### BRIEF 1
Translate this sentence from the file system assignment below into Spanish: "Each part is worth 10 points."

--- BEGIN PASSAGE TO READ ---

What to hand in You need to hand in a .tar file containing all your source code and a Makefile that produces the excutables for parts 1 – 4. Please include a readme.txt file that explains any bonus activities that you completed. Bonus There is lots of room for bonus marks in this assignment. As before, you must get permission from your instructor before you begin the bonus activities. Some things you may consider: – implementing directories other than the root directory – implementing fast searching for directories and/or free space – implementing the file system as a device driver for Linux (!hard!) – writing a shell to interact with the filesystem If you have any other ideas, please email your instructor.
The four programs created have equal weight. Each part is worth 10 points. We will test your implementation against the four disk images we have supplied as well as an additional disk image that meets the specifications given in this assignment.
File System Specification
The file system has 3 major components: the super block, the File Allocation Table (FAT) and the directory structure. Each of these 3 components is describe in the sections below.
File system Superblock
The first block (512 bytes) is reserved to contain information about the file system. The layout of the superblock is as follows:
Description Size Default Value File system identifier 8 bytes CSC360FS Block Size 2 bytes 0x200 File system size (in blocks) 4 bytes 0x00001400 Block where FAT starts 4 bytes 0x00000001 Number of blocks in FAT 4 bytes 0x00000028 Block where root directory starts 4 bytes 0x00000029 Number of blocks in root dir 4 bytes 0x00000008
Each directory entry takes up 64 bytes, which implies there are 8 directory entries per 512 byte block. Each directory entry has the following structure:
Description Size Status 1 byte Starting Block 4 bytes Number of Blocks 4 bytes File Size (in bytes) 4 bytes Create Time 7 bytes Modify Time 7 bytes File Name 31 bytes unused (set to 0xFF) 6 bytes
This is bit mask that is used to describe the status of the file. Currently only 3 of the bits are used. Bit 0 – set to 0 if this directory entry is available, set to 1 if it is in use Bit 1 – set to 1 if this entry is a normal file Bit 2 – set to 1 if this entry is a directory It is implied that only one of bit 2 or bit 1 can be set to 1. That is, an entry is either a normal file or it is a directory, not both.

--- END PASSAGE TO READ ---
--- BEGIN PROVIDED DATA ---

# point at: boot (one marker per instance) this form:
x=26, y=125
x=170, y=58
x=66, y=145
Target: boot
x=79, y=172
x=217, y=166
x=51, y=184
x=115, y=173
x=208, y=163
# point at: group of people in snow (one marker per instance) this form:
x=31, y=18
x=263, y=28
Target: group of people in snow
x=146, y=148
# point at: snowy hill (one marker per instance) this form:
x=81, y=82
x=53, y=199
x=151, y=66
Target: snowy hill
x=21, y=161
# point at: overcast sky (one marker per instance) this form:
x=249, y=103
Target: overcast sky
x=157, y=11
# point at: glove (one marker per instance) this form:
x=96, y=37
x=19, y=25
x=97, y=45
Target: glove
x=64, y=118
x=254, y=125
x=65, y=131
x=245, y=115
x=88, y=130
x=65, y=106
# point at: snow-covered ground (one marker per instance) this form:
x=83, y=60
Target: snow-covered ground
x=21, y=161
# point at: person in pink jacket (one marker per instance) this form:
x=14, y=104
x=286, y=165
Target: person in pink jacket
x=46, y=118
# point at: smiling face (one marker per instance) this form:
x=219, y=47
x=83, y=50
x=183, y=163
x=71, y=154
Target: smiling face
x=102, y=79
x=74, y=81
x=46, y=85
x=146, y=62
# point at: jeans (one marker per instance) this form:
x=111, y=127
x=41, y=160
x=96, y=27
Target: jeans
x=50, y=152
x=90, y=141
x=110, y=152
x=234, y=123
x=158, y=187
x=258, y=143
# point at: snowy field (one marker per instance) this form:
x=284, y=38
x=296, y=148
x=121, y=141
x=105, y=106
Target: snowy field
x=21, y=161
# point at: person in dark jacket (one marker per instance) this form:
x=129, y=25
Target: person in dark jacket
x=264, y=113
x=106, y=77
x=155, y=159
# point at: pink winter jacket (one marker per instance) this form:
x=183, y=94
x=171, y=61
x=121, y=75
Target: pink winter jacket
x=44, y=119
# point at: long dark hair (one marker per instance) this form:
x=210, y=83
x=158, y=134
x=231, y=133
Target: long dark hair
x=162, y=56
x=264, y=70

--- END PROVIDED DATA ---

### BRIEF 2
Duplicate the lines of the entries above, between the lines holding "# point at: snow-covered" and "x=44, y=119", inclusive.

### WRITTEN RESPONSE 1
Cada parte vale 10 puntos.

### WRITTEN RESPONSE 2
# point at: snow-covered ground (one marker per instance) this form:
x=83, y=60
Target: snow-covered ground
x=21, y=161
# point at: person in pink jacket (one marker per instance) this form:
x=14, y=104
x=286, y=165
Target: person in pink jacket
x=46, y=118
# point at: smiling face (one marker per instance) this form:
x=219, y=47
x=83, y=50
x=183, y=163
x=71, y=154
Target: smiling face
x=102, y=79
x=74, y=81
x=46, y=85
x=146, y=62
# point at: jeans (one marker per instance) this form:
x=111, y=127
x=41, y=160
x=96, y=27
Target: jeans
x=50, y=152
x=90, y=141
x=110, y=152
x=234, y=123
x=158, y=187
x=258, y=143
# point at: snowy field (one marker per instance) this form:
x=284, y=38
x=296, y=148
x=121, y=141
x=105, y=106
Target: snowy field
x=21, y=161
# point at: person in dark jacket (one marker per instance) this form:
x=129, y=25
Target: person in dark jacket
x=264, y=113
x=106, y=77
x=155, y=159
# point at: pink winter jacket (one marker per instance) this form:
x=183, y=94
x=171, y=61
x=121, y=75
Target: pink winter jacket
x=44, y=119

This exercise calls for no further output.